_Source document_

····················

The worship of nature, which is seen in its beginnings among the
Chinese, exhibits itself among the Egyptians in a more developed form as
theogony. Here also the reflecting mind rose to the recognition of two
fundamental principles, the producing and the passive power of nature,
Kneph and Neith, from which sprang successively the remaining powers of
nature, time, air, earth, light and darkness, personified by the fantasy
of the people into as many divinities. The Egyptian mythology also (none
has as yet been discovered among the Chinese) exhibits a like character.
Fruitfulness and drought, the results of the Nile's overflowing and
receding, are imaged in the myth of _Osiris_, _Isis_, and _Typhon_. The
visible form under which the divine was worshiped in Egypt was the
sacred animal, the bull _Apis_, dedicated to _Osiris_, the cow,
dedicated to _Isis_, as symbols of agriculture; the bird _Ibis_, the
crocodile, the dog _Anubis_, and other animals, whose physical
characteristics impressed the as yet childish man, who saw in them the
symbol, either of the beneficent power of nature which moved him to
thankfulness, or of a destructive power which he dreaded and whose anger
he sought to avert. The religion of Egypt was not of a purely spiritual
character. To the man whose eye is not yet open to the manifestation of
the spiritual around him and in him, the divine is not spirit, but as
yet only nature. The animal, although in the form of the sphinx
approaching the human, holds in Egyptian art a place above the human as
symbol of the divine.

····················

_Required task a_
Which lines of the records below contain the word "dark"? Pick out each such line.

····················

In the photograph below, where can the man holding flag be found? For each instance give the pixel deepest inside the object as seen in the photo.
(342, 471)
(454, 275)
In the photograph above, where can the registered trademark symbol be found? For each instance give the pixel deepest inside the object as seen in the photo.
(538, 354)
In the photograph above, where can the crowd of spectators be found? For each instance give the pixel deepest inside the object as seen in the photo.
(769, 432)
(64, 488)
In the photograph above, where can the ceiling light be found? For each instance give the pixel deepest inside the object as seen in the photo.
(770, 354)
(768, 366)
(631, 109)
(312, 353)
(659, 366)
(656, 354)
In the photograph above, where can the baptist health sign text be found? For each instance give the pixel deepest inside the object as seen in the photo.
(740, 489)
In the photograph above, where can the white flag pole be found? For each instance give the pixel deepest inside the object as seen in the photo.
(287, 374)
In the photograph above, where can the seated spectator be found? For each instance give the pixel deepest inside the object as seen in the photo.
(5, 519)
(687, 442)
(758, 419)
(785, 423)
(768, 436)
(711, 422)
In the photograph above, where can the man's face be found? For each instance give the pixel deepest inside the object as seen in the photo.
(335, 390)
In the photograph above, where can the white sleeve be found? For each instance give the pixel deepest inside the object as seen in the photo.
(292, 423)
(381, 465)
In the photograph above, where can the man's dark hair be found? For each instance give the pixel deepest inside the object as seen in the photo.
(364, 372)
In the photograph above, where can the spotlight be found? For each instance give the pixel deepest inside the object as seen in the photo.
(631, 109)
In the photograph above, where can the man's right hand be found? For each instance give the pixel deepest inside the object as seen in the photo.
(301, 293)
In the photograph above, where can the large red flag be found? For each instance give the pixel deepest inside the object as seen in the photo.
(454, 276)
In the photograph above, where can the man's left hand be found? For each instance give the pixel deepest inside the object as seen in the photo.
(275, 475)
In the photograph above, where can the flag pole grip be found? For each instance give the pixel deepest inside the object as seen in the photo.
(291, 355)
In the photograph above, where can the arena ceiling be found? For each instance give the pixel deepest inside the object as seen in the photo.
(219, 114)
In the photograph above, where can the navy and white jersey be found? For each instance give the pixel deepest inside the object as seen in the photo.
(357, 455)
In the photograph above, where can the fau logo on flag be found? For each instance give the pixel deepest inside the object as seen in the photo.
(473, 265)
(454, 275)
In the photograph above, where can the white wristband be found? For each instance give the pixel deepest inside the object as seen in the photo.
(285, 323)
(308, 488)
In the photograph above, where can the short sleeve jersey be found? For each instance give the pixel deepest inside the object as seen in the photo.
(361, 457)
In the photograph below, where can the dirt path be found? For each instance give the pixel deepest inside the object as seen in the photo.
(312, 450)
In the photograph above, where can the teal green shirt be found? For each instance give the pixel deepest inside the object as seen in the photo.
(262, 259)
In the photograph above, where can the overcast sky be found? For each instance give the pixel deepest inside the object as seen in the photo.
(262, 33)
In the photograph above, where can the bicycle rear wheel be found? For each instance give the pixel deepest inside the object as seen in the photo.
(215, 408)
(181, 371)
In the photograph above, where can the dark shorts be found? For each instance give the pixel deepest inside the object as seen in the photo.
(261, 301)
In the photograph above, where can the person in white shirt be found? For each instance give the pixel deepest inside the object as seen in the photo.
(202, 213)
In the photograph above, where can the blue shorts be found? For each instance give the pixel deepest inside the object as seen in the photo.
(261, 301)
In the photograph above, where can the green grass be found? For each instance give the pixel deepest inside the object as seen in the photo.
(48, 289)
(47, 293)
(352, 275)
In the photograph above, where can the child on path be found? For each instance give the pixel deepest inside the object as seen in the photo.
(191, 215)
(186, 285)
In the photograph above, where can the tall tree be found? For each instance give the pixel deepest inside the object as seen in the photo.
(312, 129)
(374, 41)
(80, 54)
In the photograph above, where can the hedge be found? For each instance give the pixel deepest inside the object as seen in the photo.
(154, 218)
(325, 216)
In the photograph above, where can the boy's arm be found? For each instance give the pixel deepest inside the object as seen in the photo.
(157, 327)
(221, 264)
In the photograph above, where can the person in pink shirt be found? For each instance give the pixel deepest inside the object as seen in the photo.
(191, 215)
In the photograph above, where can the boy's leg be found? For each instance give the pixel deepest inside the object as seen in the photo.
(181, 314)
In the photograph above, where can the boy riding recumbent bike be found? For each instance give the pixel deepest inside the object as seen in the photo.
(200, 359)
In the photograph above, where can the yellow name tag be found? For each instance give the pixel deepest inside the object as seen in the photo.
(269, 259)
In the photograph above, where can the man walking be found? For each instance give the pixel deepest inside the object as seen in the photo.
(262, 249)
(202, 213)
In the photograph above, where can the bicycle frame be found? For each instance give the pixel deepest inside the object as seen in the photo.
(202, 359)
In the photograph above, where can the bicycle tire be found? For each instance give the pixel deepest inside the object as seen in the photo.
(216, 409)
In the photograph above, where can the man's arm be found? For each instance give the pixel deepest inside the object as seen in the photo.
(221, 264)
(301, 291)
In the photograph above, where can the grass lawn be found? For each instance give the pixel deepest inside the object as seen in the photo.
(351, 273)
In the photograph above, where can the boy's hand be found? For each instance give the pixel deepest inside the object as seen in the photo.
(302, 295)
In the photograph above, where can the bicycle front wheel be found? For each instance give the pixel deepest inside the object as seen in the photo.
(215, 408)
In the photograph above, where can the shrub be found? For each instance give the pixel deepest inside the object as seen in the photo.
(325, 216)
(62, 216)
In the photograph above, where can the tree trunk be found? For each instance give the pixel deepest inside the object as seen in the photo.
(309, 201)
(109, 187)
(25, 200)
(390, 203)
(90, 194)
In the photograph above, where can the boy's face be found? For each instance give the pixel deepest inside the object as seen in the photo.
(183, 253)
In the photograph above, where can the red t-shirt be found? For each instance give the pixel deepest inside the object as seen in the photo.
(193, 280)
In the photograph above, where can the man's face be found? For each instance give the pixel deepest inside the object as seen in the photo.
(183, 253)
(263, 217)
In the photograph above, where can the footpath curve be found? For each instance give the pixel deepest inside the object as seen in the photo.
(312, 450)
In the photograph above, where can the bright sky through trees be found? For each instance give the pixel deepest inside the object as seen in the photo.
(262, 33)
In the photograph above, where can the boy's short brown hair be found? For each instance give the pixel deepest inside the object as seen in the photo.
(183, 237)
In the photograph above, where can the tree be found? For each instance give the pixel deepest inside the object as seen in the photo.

····················

_Required task b_
Reproduce the passage on Egyptian nature worship, starting with "The worship of" and going on through "a like character.".

_Correct output a_
In the photograph above, where can the man's dark hair be found? For each instance give the pixel deepest inside the object as seen in the photo.
In the photograph above, where can the dark shorts be found? For each instance give the pixel deepest inside the object as seen in the photo.

_Correct output b_
The worship of nature, which is seen in its beginnings among the
Chinese, exhibits itself among the Egyptians in a more developed form as
theogony. Here also the reflecting mind rose to the recognition of two
fundamental principles, the producing and the passive power of nature,
Kneph and Neith, from which sprang successively the remaining powers of
nature, time, air, earth, light and darkness, personified by the fantasy
of the people into as many divinities. The Egyptian mythology also (none
has as yet been discovered among the Chinese) exhibits a like character.